Return the exact lines spanning from the line with "Target: street lamp post" through the last line of the entries, boundaries included, and no others.

- Record extracts
• • • • •
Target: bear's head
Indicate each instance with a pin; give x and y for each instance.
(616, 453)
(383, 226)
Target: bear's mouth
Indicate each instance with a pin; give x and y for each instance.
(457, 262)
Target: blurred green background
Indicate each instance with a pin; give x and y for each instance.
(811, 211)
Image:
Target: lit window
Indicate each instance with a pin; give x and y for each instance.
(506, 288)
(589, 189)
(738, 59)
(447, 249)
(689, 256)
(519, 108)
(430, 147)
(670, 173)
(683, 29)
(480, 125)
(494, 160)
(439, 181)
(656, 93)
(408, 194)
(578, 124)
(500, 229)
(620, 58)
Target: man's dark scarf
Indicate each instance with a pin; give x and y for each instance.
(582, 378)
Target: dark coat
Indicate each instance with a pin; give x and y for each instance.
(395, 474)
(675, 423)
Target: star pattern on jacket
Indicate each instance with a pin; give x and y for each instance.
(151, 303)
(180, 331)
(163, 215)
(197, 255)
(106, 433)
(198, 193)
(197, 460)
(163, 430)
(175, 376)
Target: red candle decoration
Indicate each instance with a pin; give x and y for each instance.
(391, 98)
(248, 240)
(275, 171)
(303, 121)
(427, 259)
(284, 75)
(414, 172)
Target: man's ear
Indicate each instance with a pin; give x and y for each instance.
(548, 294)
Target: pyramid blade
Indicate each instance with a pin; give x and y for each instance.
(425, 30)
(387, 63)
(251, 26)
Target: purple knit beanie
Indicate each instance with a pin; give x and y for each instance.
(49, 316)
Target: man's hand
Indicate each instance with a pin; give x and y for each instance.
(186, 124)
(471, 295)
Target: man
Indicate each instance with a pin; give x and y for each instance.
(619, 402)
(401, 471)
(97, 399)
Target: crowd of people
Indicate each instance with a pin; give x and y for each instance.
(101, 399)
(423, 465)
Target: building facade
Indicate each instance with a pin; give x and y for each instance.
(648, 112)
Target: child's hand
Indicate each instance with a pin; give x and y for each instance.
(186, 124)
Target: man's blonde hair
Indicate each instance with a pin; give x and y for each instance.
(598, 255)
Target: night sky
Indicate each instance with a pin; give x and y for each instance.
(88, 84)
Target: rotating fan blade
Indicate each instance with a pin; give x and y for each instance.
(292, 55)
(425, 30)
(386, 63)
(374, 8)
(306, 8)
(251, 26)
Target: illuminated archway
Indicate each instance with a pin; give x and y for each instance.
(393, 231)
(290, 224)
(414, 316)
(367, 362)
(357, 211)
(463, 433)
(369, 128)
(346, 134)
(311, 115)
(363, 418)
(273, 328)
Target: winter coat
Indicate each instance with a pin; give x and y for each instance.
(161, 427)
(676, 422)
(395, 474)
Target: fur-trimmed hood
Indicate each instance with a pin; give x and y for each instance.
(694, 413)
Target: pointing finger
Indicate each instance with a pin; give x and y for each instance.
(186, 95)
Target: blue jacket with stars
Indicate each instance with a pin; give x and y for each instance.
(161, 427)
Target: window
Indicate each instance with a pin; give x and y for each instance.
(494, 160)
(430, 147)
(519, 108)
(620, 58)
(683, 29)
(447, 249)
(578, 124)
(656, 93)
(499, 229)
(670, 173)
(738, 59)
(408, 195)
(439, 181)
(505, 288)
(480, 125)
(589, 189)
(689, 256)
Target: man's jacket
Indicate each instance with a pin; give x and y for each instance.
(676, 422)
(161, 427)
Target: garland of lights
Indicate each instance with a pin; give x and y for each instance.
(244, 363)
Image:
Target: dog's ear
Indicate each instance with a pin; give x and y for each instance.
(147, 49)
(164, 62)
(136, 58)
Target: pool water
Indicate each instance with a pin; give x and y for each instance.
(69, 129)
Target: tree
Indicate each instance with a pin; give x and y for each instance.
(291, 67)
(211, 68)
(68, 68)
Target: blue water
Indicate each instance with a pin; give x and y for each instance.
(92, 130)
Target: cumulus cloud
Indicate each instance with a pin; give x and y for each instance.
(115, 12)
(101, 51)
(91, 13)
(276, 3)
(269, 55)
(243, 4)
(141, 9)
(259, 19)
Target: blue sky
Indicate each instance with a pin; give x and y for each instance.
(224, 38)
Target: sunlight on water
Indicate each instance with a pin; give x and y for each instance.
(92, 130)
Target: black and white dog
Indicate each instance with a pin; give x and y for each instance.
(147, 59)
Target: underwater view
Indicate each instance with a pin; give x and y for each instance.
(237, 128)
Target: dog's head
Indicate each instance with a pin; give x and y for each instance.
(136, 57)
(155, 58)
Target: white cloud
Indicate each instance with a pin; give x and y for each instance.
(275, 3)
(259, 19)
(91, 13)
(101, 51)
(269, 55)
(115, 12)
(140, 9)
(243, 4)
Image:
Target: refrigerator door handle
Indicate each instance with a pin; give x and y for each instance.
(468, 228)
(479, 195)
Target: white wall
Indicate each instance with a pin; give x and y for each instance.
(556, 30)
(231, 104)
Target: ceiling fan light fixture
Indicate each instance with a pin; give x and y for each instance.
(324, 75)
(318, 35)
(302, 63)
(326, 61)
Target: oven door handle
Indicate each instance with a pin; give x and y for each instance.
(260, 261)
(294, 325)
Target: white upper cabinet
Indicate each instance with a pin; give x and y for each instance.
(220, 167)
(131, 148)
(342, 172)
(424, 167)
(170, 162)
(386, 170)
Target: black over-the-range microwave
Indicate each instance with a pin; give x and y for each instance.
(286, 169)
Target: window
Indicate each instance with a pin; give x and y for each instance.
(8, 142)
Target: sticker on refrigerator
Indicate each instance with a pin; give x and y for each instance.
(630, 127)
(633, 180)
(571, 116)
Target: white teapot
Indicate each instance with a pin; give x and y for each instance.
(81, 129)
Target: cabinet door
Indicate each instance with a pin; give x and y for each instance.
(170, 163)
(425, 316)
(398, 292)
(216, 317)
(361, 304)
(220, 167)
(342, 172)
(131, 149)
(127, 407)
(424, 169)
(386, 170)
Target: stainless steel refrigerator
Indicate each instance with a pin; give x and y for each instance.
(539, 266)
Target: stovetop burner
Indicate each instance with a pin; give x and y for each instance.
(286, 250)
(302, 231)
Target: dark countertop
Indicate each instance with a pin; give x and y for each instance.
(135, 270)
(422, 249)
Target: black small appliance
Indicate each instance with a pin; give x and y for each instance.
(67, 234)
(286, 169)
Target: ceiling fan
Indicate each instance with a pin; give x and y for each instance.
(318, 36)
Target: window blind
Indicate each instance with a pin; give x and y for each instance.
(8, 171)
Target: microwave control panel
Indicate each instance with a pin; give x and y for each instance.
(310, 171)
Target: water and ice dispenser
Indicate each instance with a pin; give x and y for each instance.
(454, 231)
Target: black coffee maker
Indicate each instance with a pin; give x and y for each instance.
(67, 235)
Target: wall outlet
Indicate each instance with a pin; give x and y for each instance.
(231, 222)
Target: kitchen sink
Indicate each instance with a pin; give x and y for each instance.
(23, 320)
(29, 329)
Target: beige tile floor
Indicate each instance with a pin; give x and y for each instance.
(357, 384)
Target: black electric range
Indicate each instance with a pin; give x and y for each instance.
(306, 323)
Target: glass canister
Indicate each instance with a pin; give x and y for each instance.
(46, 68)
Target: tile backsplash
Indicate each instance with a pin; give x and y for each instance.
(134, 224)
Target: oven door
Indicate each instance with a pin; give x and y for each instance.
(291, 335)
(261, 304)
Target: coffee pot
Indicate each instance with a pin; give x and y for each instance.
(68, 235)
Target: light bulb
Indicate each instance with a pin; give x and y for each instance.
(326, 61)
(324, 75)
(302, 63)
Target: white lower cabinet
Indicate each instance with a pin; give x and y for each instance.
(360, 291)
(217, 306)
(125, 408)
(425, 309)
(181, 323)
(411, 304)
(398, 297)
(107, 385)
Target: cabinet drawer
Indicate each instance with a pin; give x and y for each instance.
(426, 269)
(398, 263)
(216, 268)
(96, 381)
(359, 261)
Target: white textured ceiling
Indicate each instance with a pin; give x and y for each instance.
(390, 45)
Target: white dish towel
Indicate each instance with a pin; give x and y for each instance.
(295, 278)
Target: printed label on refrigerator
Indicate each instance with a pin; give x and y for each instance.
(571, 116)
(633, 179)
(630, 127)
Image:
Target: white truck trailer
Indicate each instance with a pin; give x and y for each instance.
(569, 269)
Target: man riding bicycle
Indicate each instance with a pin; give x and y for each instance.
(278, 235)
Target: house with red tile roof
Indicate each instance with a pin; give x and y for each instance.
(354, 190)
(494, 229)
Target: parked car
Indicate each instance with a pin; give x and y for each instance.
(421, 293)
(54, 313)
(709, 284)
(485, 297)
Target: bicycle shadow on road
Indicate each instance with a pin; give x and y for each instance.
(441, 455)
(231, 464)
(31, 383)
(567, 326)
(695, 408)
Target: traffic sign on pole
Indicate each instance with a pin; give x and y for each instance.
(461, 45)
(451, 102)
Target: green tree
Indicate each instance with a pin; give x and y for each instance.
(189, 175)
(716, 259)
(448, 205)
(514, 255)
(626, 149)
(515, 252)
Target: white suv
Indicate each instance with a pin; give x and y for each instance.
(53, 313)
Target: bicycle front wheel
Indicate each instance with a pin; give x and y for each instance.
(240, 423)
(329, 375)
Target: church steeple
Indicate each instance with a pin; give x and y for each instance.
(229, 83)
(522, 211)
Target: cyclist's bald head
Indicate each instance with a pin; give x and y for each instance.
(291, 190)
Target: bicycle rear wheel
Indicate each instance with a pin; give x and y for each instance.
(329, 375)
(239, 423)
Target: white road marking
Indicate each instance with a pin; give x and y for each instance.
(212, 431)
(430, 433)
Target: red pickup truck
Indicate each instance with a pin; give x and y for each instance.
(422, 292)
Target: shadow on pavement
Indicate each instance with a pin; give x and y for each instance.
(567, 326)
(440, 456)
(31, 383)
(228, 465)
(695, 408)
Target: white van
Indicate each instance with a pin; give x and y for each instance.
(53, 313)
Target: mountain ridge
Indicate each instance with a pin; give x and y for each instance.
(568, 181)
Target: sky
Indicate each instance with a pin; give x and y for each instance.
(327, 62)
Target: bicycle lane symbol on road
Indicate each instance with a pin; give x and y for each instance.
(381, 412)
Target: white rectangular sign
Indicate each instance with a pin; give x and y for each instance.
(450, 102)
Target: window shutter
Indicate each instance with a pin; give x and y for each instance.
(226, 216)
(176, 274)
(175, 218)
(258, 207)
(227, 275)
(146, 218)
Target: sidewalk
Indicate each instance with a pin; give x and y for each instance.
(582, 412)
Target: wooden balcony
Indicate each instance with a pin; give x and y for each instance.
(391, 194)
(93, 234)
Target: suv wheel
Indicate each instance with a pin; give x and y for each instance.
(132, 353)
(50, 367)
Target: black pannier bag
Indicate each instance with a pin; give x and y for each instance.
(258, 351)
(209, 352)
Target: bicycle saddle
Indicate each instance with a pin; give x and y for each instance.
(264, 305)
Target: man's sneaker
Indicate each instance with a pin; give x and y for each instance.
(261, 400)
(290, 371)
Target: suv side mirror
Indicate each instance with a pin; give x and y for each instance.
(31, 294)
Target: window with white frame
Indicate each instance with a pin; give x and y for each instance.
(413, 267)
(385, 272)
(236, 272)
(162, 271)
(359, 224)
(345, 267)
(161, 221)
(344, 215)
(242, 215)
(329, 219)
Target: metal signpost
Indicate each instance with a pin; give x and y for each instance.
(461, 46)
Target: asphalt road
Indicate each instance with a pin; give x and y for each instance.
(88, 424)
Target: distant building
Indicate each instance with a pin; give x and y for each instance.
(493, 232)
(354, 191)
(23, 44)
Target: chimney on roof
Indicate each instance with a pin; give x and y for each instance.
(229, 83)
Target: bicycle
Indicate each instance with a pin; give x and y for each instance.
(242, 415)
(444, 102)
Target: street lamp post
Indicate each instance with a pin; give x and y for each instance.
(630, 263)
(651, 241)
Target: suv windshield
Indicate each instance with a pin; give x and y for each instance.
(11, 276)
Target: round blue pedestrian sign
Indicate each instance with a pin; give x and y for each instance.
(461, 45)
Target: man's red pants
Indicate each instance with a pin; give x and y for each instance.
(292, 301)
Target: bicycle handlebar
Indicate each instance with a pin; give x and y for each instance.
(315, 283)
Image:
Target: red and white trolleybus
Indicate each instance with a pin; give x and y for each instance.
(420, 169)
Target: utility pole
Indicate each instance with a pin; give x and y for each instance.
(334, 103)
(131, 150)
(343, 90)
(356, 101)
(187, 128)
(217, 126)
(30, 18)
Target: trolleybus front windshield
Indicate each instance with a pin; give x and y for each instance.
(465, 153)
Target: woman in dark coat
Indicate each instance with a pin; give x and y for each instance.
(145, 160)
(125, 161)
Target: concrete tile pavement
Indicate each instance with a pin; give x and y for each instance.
• • • • •
- Answer to the exercise
Target: street lamp post
Indicate each instance with a pin; give x and y for each instance.
(630, 263)
(651, 241)
Target: suv windshield
Indicate each instance with a pin; give x and y for each instance.
(11, 276)
Target: round blue pedestrian sign
Indicate each instance with a pin; give x and y for each instance.
(461, 45)
Target: man's red pants
Indicate each instance with a pin; give x and y for each instance.
(292, 301)
Target: bicycle handlebar
Indicate each instance with a pin; give x and y for each instance.
(315, 283)
Image:
Target: red and white trolleybus
Indicate each instance with a pin; give x and y for each instance.
(420, 169)
Target: utility pole
Indicate each instance with a pin; give x and y for each instance.
(334, 103)
(131, 150)
(343, 90)
(356, 101)
(187, 128)
(217, 126)
(30, 18)
Target: trolleybus front windshield
Indicate each instance with a pin; give x and y for each instance.
(465, 153)
Target: woman in dark coat
Indicate each instance with a pin; give x and y for each instance.
(145, 160)
(125, 161)
Target: concrete tile pavement
Indicate each instance with a pin; give x and y for each instance.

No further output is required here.